Problem description: Copy exactly the lines of the records below, and only those lines, beginning with the line that contains "Target: pagoda lantern roof" and ending with the line that contains "of the landscape".
(Provided records)
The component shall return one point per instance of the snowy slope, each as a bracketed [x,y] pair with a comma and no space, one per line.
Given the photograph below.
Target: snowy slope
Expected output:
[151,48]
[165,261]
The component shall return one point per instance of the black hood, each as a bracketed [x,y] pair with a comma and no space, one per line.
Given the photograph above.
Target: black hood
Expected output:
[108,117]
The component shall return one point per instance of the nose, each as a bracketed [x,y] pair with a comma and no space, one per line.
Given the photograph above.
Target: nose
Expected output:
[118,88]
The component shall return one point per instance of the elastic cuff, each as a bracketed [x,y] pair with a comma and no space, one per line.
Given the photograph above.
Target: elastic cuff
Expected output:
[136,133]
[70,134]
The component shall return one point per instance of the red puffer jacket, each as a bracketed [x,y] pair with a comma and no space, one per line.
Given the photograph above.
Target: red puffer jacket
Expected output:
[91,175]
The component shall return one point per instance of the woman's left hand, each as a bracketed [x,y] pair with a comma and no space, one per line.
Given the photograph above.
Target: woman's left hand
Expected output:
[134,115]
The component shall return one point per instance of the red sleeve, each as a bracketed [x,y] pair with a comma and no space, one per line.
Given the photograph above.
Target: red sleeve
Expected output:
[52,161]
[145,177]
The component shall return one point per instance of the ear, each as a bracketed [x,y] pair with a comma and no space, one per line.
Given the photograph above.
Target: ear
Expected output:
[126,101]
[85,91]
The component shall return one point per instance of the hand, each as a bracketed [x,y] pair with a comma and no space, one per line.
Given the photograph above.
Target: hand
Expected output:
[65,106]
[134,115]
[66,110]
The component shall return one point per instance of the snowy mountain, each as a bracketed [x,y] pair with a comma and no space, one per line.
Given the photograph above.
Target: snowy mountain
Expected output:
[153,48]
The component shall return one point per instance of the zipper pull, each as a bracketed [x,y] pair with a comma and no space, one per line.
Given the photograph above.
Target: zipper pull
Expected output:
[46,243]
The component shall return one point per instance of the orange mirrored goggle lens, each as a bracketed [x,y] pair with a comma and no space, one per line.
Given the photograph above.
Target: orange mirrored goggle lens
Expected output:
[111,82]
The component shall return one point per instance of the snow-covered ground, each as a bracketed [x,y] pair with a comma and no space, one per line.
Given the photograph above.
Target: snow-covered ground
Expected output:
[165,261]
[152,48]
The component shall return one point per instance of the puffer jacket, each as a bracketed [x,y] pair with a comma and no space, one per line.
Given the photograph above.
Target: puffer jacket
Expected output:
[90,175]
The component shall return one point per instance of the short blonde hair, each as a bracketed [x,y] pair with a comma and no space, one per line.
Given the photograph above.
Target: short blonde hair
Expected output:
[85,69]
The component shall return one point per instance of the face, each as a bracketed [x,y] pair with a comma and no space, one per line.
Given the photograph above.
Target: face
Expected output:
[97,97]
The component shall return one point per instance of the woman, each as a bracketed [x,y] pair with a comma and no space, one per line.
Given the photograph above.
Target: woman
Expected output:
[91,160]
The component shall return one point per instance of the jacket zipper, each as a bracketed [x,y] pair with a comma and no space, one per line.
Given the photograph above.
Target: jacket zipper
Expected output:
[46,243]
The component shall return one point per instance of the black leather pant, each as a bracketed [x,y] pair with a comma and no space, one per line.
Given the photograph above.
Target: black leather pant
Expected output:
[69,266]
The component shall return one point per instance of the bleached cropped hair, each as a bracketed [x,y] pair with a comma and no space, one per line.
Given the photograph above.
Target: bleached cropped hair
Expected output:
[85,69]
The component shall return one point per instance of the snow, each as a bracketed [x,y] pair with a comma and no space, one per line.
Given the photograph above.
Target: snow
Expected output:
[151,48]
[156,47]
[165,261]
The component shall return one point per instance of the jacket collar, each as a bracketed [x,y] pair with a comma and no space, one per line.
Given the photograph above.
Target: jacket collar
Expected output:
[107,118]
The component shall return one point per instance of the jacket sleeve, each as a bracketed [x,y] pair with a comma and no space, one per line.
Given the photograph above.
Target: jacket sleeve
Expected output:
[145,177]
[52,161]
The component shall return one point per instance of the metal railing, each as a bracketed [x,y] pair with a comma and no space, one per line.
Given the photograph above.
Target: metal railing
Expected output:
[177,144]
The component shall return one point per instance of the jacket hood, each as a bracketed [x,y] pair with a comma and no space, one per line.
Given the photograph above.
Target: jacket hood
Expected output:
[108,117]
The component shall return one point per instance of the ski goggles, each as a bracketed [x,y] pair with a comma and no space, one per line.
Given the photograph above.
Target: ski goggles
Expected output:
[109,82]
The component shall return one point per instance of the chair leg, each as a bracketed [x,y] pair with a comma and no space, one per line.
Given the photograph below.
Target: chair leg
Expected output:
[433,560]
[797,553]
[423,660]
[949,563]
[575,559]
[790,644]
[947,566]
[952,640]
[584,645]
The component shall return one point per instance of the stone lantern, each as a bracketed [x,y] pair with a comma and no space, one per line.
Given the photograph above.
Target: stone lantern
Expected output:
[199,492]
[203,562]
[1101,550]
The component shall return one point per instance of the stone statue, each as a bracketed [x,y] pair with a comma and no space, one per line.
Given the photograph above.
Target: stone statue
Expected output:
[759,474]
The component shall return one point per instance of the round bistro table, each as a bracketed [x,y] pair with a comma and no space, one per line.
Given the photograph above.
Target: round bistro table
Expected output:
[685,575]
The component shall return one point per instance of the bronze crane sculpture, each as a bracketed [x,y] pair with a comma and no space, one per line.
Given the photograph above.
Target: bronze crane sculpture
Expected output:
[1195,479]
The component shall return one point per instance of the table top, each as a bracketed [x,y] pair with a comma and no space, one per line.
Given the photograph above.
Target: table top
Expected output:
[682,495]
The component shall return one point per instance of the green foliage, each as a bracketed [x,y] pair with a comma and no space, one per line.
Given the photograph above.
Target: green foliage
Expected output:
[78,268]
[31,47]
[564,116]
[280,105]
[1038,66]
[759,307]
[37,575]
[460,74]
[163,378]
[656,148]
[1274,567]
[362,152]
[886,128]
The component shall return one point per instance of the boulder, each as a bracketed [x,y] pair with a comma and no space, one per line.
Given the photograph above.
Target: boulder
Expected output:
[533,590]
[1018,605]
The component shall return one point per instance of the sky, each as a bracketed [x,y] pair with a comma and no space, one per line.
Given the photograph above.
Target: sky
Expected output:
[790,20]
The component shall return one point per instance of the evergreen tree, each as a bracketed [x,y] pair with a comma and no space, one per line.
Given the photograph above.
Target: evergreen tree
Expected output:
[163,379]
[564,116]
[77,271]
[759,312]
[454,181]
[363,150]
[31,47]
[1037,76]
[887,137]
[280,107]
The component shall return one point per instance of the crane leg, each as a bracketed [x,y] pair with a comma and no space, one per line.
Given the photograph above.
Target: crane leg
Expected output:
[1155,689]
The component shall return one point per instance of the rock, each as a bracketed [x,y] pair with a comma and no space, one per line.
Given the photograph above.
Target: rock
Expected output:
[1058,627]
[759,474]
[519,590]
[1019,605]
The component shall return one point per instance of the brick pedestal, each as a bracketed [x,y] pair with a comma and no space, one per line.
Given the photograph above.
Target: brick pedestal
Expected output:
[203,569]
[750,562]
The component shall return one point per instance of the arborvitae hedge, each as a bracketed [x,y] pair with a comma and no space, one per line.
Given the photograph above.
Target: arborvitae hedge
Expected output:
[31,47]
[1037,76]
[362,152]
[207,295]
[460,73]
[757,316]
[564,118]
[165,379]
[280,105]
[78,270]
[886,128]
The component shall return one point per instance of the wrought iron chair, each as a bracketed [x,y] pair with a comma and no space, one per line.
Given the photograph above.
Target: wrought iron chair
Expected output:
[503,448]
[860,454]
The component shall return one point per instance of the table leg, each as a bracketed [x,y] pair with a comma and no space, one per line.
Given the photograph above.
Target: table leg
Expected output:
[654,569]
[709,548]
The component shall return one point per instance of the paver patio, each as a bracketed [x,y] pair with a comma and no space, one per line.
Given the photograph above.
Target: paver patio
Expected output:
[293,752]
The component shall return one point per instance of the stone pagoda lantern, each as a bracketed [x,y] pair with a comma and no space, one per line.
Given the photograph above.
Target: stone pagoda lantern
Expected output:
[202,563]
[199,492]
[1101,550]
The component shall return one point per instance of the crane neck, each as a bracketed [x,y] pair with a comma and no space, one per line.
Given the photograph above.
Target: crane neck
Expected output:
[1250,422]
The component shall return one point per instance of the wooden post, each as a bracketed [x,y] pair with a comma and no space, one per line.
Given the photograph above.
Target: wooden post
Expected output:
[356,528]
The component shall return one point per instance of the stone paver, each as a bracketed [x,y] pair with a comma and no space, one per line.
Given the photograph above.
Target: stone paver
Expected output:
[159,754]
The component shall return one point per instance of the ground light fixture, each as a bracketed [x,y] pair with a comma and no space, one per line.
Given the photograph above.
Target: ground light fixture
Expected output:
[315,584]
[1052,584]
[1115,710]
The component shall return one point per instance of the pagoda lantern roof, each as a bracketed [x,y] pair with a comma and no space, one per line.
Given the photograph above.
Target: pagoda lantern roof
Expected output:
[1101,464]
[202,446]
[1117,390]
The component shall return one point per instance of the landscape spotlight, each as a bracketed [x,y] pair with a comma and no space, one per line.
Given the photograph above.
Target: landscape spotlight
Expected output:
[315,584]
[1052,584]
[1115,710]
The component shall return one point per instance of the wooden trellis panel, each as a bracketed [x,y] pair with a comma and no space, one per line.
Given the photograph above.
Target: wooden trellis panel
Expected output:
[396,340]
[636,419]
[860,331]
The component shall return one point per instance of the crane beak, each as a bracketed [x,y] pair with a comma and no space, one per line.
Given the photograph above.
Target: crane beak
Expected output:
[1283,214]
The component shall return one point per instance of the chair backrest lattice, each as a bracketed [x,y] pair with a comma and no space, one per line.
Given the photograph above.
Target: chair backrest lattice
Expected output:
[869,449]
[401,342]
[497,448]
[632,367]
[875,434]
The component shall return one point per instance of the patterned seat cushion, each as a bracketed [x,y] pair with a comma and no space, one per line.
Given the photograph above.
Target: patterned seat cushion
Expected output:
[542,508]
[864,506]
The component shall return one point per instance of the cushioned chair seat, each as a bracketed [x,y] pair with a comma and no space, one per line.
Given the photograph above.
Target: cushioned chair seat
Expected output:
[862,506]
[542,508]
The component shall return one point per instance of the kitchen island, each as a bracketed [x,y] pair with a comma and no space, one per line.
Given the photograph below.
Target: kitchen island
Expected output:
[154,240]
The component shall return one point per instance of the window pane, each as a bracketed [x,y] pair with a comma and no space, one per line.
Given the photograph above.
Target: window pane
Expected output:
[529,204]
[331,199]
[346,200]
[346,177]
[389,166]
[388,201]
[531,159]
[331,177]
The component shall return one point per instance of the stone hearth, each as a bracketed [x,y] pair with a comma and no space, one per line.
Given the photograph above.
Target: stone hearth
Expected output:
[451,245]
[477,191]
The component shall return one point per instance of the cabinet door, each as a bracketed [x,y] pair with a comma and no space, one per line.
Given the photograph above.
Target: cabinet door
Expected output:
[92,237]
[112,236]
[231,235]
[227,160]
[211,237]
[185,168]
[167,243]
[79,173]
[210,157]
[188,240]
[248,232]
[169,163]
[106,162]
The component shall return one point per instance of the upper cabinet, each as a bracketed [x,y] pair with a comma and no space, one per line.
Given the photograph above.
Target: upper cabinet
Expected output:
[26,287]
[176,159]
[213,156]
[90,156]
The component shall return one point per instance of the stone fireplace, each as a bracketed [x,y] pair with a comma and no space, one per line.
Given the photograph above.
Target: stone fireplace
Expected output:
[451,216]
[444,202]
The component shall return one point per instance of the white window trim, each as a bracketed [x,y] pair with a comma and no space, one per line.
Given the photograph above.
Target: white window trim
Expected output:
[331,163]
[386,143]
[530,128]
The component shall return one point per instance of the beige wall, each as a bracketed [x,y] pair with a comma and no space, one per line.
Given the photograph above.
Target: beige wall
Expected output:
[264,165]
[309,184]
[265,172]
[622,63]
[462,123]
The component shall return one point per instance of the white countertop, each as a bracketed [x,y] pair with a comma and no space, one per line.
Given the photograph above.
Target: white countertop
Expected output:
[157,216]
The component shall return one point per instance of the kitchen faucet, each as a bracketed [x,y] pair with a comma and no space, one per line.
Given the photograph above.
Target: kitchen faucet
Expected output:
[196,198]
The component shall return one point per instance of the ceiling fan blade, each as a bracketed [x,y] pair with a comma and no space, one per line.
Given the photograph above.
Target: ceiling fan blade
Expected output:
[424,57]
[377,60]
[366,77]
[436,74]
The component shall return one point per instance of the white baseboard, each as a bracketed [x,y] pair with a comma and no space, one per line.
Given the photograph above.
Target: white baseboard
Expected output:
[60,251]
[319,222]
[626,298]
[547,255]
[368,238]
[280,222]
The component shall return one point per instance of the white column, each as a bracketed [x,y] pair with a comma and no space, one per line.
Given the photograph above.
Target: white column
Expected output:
(End Provided records)
Result:
Target: pagoda lantern roof
Expected output:
[1101,464]
[202,446]
[1117,390]
The component shall return one point per instance of the landscape spotlight, each as a bracketed [x,y] pair with a comma and no space, one per line.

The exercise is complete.